------ Listed entries ------

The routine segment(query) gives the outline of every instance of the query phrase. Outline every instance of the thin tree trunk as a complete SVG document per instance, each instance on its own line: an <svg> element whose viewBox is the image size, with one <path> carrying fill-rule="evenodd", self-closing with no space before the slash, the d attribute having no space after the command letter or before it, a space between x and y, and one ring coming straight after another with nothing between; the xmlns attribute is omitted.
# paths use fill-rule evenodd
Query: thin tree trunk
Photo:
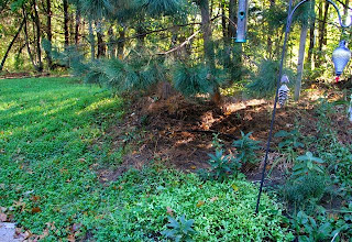
<svg viewBox="0 0 352 242"><path fill-rule="evenodd" d="M210 25L209 0L200 1L202 40L207 65L215 70L215 51L212 44L212 31Z"/></svg>
<svg viewBox="0 0 352 242"><path fill-rule="evenodd" d="M96 28L97 28L97 43L98 43L97 57L100 58L106 56L107 45L103 41L103 32L102 32L102 26L100 21L96 22Z"/></svg>
<svg viewBox="0 0 352 242"><path fill-rule="evenodd" d="M310 70L312 70L312 68L314 68L312 51L314 51L314 47L315 47L315 44L316 44L315 30L316 30L316 21L312 20L312 23L311 23L310 29L309 29L309 50L308 50L308 57L307 57Z"/></svg>
<svg viewBox="0 0 352 242"><path fill-rule="evenodd" d="M119 31L119 41L118 41L118 56L120 59L123 59L124 38L125 38L125 30L124 30L124 26L122 26Z"/></svg>
<svg viewBox="0 0 352 242"><path fill-rule="evenodd" d="M2 61L1 61L1 64L0 64L0 72L2 72L3 65L4 65L4 63L6 63L6 61L7 61L8 56L9 56L9 53L10 53L10 51L11 51L11 48L12 48L12 45L14 44L15 40L16 40L18 36L20 35L20 32L21 32L23 25L24 25L24 19L22 20L21 25L20 25L18 32L16 32L15 35L13 36L13 38L12 38L12 41L11 41L8 50L7 50L7 52L4 53L4 56L2 57Z"/></svg>
<svg viewBox="0 0 352 242"><path fill-rule="evenodd" d="M50 45L52 46L53 41L53 33L52 33L52 0L46 0L46 37L50 42ZM53 68L53 59L51 51L46 52L46 58L47 58L47 67L48 69Z"/></svg>
<svg viewBox="0 0 352 242"><path fill-rule="evenodd" d="M229 19L231 20L232 23L237 23L237 14L235 14L235 6L237 6L237 0L230 0L229 2ZM235 36L235 26L233 24L229 23L229 37L234 37Z"/></svg>
<svg viewBox="0 0 352 242"><path fill-rule="evenodd" d="M43 72L43 63L42 63L42 48L41 48L41 20L40 15L37 13L37 6L36 0L33 0L33 8L34 8L34 22L36 28L36 53L37 53L37 65L38 65L38 72Z"/></svg>
<svg viewBox="0 0 352 242"><path fill-rule="evenodd" d="M202 40L205 48L206 64L210 68L210 79L213 80L213 73L216 69L215 62L215 50L212 43L212 31L209 13L209 0L200 0L199 2L200 13L201 13L201 28L202 28ZM221 102L220 89L217 84L213 84L213 94L211 97L212 102L219 105Z"/></svg>
<svg viewBox="0 0 352 242"><path fill-rule="evenodd" d="M78 48L79 44L79 26L80 26L80 9L76 9L76 25L75 25L75 45Z"/></svg>
<svg viewBox="0 0 352 242"><path fill-rule="evenodd" d="M275 7L275 0L270 0L271 2L271 8ZM266 40L266 45L267 45L267 57L271 59L273 58L273 40L272 36L274 32L274 28L272 25L268 25L268 32L267 32L267 40Z"/></svg>
<svg viewBox="0 0 352 242"><path fill-rule="evenodd" d="M95 42L95 34L92 31L91 20L88 20L88 30L89 30L90 58L91 61L94 61L96 58L96 42Z"/></svg>
<svg viewBox="0 0 352 242"><path fill-rule="evenodd" d="M64 32L65 32L65 47L69 45L69 32L68 32L68 1L63 0L64 3Z"/></svg>
<svg viewBox="0 0 352 242"><path fill-rule="evenodd" d="M300 30L300 41L299 41L299 54L298 54L298 65L297 65L297 80L295 86L295 101L298 101L301 87L301 77L304 74L304 62L306 53L306 42L308 34L308 24L302 24Z"/></svg>
<svg viewBox="0 0 352 242"><path fill-rule="evenodd" d="M30 56L30 59L32 62L32 65L34 67L35 70L38 72L38 67L37 65L34 63L34 58L33 58L33 55L32 55L32 52L31 52L31 47L30 47L30 40L29 40L29 31L28 31L28 16L26 16L26 12L25 12L25 8L24 6L22 6L22 12L23 12L23 19L24 19L24 40L25 40L25 45L26 45L26 51L29 53L29 56Z"/></svg>
<svg viewBox="0 0 352 242"><path fill-rule="evenodd" d="M110 58L114 58L117 56L117 48L116 48L117 40L114 37L112 25L110 25L108 30L108 34L109 34L109 43L108 43L109 55L110 55Z"/></svg>
<svg viewBox="0 0 352 242"><path fill-rule="evenodd" d="M328 20L328 12L329 12L329 2L326 2L324 4L324 12L323 12L323 19L322 22L320 23L320 28L319 28L319 47L318 51L320 53L321 56L321 52L322 52L322 46L323 44L326 44L326 33L327 33L327 20ZM322 10L319 11L319 16L322 15ZM319 63L321 63L321 58L319 59Z"/></svg>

------

- _Exercise objective_:
Print all of the rows above again, unchanged and in full. Leave out the pictures.

- _Solution for this task_:
The routine segment(query) gives the outline of every instance of the query phrase. Outline every instance of the thin tree trunk as a complete SVG document per instance, each instance on its own line: an <svg> element whose viewBox is the image size, with one <path> carrying fill-rule="evenodd", self-closing with no space before the slash, the d attribute having no space after the command letter or before it, a space between x and y, and one ring coming straight after another with nothing between; the xmlns attribute is omitted.
# paths use fill-rule evenodd
Query: thin tree trunk
Photo:
<svg viewBox="0 0 352 242"><path fill-rule="evenodd" d="M210 25L209 0L200 1L202 40L207 65L215 70L215 51L212 44L212 31Z"/></svg>
<svg viewBox="0 0 352 242"><path fill-rule="evenodd" d="M96 28L97 28L97 43L98 43L97 57L100 58L106 56L107 45L103 41L103 32L102 32L102 26L100 21L96 22Z"/></svg>
<svg viewBox="0 0 352 242"><path fill-rule="evenodd" d="M310 70L312 70L312 68L314 68L312 51L314 51L314 47L315 47L315 44L316 44L315 30L316 30L316 21L312 20L312 23L311 23L310 29L309 29L309 50L308 50L308 57L307 57Z"/></svg>
<svg viewBox="0 0 352 242"><path fill-rule="evenodd" d="M119 31L119 41L118 41L118 56L120 59L123 59L124 38L125 38L125 30L124 30L124 26L122 26Z"/></svg>
<svg viewBox="0 0 352 242"><path fill-rule="evenodd" d="M2 61L1 61L1 64L0 64L0 72L2 72L3 65L4 65L4 63L6 63L6 61L7 61L8 56L9 56L9 53L10 53L10 51L11 51L11 48L12 48L12 45L14 44L15 40L16 40L18 36L20 35L20 32L21 32L23 25L24 25L24 19L22 20L21 25L20 25L18 32L16 32L15 35L13 36L13 38L12 38L12 41L11 41L8 50L7 50L7 52L4 53L4 56L2 57Z"/></svg>
<svg viewBox="0 0 352 242"><path fill-rule="evenodd" d="M50 45L52 46L53 41L53 33L52 33L52 0L46 0L46 37L50 42ZM53 68L53 59L51 51L46 52L46 58L47 58L47 67L48 69Z"/></svg>
<svg viewBox="0 0 352 242"><path fill-rule="evenodd" d="M229 19L231 20L232 23L237 23L237 14L235 14L235 6L237 6L237 0L230 0L229 2ZM235 36L235 26L233 24L229 23L229 37L234 37Z"/></svg>
<svg viewBox="0 0 352 242"><path fill-rule="evenodd" d="M43 72L43 63L42 63L42 48L41 48L41 20L40 15L37 13L37 6L36 0L33 0L33 8L34 8L34 22L36 28L36 53L37 53L37 65L38 65L38 72Z"/></svg>
<svg viewBox="0 0 352 242"><path fill-rule="evenodd" d="M202 40L205 48L206 64L210 68L210 79L213 80L213 73L216 69L215 62L215 50L212 43L212 31L209 13L209 0L200 0L199 2L200 13L201 13L201 28L202 28ZM221 102L220 89L217 84L213 84L213 94L211 97L212 102L219 105Z"/></svg>
<svg viewBox="0 0 352 242"><path fill-rule="evenodd" d="M78 48L79 44L79 26L80 26L80 9L76 9L76 25L75 25L75 45Z"/></svg>
<svg viewBox="0 0 352 242"><path fill-rule="evenodd" d="M275 7L275 0L270 0L271 2L271 8ZM266 40L266 45L267 45L267 57L271 59L273 58L273 40L272 36L274 32L274 28L272 25L268 25L268 32L267 32L267 40Z"/></svg>
<svg viewBox="0 0 352 242"><path fill-rule="evenodd" d="M95 42L95 34L92 31L91 20L88 20L88 30L89 30L90 58L91 61L94 61L96 58L96 42Z"/></svg>
<svg viewBox="0 0 352 242"><path fill-rule="evenodd" d="M64 32L65 32L65 47L69 45L69 32L68 32L68 1L63 0L64 3Z"/></svg>
<svg viewBox="0 0 352 242"><path fill-rule="evenodd" d="M300 30L300 41L299 41L299 54L298 54L298 65L297 65L297 80L295 86L295 101L298 101L301 87L301 77L304 74L304 62L306 53L306 42L308 34L308 24L302 24Z"/></svg>
<svg viewBox="0 0 352 242"><path fill-rule="evenodd" d="M30 56L30 59L32 62L32 65L34 67L35 70L38 72L38 67L37 65L34 63L34 58L33 58L33 55L32 55L32 52L31 52L31 47L30 47L30 40L29 40L29 31L28 31L28 16L26 16L26 12L25 12L25 8L24 6L22 6L22 12L23 12L23 19L24 19L24 40L25 40L25 45L26 45L26 51L29 53L29 56Z"/></svg>
<svg viewBox="0 0 352 242"><path fill-rule="evenodd" d="M110 58L114 58L117 56L117 48L116 48L117 40L114 37L112 25L110 25L108 30L108 34L109 34L109 43L108 43L109 55L110 55Z"/></svg>
<svg viewBox="0 0 352 242"><path fill-rule="evenodd" d="M328 20L328 12L329 12L329 2L326 2L324 4L324 12L323 12L323 19L322 22L320 23L320 28L319 28L319 47L318 51L320 53L321 56L321 52L322 52L322 46L323 44L326 44L326 33L327 33L327 20ZM322 10L319 11L319 16L322 15ZM319 63L321 63L321 58L319 59Z"/></svg>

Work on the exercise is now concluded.